Locate, in the data below, the line that contains "Query: white baseboard" and the line that contains "Query: empty picture frame"; reproduce exactly those two lines and every line between them, nothing more.

**** Input records ****

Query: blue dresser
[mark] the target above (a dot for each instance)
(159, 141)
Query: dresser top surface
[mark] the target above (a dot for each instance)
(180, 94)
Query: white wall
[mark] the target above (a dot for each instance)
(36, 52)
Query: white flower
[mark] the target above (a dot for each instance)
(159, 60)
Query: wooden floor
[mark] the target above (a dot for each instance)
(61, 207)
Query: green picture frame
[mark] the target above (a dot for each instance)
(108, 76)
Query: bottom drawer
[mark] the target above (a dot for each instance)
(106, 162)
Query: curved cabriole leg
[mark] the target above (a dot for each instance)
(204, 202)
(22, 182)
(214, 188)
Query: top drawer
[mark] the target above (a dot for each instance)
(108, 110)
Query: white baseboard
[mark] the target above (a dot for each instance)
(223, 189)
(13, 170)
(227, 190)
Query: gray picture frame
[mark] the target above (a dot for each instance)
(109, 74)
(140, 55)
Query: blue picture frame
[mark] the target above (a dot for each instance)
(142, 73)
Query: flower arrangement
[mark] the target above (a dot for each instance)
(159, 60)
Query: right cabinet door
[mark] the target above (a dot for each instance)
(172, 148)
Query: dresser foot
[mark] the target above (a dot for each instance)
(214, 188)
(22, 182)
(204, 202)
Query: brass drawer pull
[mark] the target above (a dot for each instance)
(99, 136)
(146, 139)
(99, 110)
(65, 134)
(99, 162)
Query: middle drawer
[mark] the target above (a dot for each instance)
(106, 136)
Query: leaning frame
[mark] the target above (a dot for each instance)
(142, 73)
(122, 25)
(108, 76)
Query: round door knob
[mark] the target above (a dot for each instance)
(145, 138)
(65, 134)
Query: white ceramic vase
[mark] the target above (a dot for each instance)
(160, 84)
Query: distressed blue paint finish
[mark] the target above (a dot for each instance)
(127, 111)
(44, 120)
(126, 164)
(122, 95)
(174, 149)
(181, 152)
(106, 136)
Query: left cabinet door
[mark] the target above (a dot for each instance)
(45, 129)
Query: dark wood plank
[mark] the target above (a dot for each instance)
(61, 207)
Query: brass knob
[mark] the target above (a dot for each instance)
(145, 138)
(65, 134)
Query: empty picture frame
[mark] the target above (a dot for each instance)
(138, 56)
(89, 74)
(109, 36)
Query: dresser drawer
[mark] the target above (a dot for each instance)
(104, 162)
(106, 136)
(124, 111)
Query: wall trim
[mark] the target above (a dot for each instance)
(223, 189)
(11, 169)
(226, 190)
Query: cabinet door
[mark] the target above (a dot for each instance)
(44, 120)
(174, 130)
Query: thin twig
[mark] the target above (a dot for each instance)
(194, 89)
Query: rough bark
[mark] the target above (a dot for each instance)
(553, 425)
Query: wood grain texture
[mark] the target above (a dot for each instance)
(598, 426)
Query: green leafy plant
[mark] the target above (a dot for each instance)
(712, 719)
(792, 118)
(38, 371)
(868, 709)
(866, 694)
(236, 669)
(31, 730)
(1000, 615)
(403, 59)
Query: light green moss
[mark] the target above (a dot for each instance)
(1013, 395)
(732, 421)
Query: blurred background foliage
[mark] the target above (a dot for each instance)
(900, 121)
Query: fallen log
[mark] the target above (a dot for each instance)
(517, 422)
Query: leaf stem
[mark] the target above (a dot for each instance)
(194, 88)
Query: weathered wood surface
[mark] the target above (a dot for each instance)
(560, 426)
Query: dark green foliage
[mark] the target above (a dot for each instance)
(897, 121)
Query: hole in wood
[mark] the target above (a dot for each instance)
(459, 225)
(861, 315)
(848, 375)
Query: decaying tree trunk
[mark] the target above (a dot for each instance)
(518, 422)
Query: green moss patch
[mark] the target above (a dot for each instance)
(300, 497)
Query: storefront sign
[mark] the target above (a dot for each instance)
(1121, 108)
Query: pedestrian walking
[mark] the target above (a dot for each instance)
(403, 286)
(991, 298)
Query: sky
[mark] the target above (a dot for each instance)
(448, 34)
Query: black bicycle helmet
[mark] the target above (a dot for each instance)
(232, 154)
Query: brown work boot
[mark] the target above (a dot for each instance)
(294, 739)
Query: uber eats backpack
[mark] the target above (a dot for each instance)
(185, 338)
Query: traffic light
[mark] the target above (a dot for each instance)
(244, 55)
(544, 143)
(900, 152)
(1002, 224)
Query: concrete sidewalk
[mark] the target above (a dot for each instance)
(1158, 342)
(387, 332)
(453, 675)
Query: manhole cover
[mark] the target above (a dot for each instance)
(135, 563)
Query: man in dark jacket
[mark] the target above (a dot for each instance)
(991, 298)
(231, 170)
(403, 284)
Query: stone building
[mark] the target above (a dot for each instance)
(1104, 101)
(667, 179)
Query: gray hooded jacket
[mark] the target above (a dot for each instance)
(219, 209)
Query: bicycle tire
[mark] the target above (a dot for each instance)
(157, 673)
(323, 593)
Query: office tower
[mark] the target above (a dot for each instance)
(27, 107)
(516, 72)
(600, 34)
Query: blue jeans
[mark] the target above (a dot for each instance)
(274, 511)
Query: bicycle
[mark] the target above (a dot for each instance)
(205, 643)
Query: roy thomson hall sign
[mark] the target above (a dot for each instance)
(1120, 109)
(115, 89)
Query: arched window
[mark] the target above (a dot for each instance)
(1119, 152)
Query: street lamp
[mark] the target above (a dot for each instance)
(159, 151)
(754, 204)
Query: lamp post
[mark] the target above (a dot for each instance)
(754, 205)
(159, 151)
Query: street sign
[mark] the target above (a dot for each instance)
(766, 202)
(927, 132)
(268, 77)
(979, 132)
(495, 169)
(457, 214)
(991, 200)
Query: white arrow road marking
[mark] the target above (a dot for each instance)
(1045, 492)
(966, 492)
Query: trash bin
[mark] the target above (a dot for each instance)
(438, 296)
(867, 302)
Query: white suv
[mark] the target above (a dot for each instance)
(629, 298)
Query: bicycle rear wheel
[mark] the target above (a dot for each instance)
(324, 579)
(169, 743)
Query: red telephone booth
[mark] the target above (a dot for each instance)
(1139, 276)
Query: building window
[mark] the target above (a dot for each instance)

****

■ Result ■
Query: white baseboard
[mark] the target above (a dot for each instance)
(223, 189)
(13, 170)
(227, 190)
Query: gray picture frame
[mark] the target above (a dot for each instance)
(109, 74)
(140, 55)
Query: blue picture frame
[mark] the target above (a dot for each instance)
(142, 73)
Query: flower arrangement
[mark] the target above (a dot for each instance)
(159, 60)
Query: right cabinet door
[mark] the target above (a dot for each instance)
(172, 148)
Query: dresser foot
[mark] the target above (a dot for each instance)
(214, 188)
(22, 182)
(204, 202)
Query: brass drawer pull
[mark] the target above (a dot for each instance)
(99, 136)
(146, 139)
(99, 110)
(65, 134)
(99, 162)
Query: middle drawer
[mark] the target above (a dot for each instance)
(106, 136)
Query: leaning frame
[mark] the target above (a dot for each instance)
(142, 73)
(122, 25)
(108, 76)
Query: round door knob
[mark] the target above (a dot for each instance)
(145, 138)
(65, 134)
Query: white ceramic vase
[mark] the target above (a dot for each instance)
(160, 84)
Query: distressed blue paint finish
[mark] the target above (a dot for each instance)
(127, 111)
(44, 120)
(126, 164)
(122, 95)
(174, 149)
(181, 152)
(106, 136)
Query: left cabinet door
[mark] the target above (a dot for each instance)
(45, 129)
Query: dark wood plank
[mark] the target above (a dot for each instance)
(61, 207)
Query: brass knob
[mark] the target above (a dot for each instance)
(145, 138)
(65, 134)
Query: empty picture frame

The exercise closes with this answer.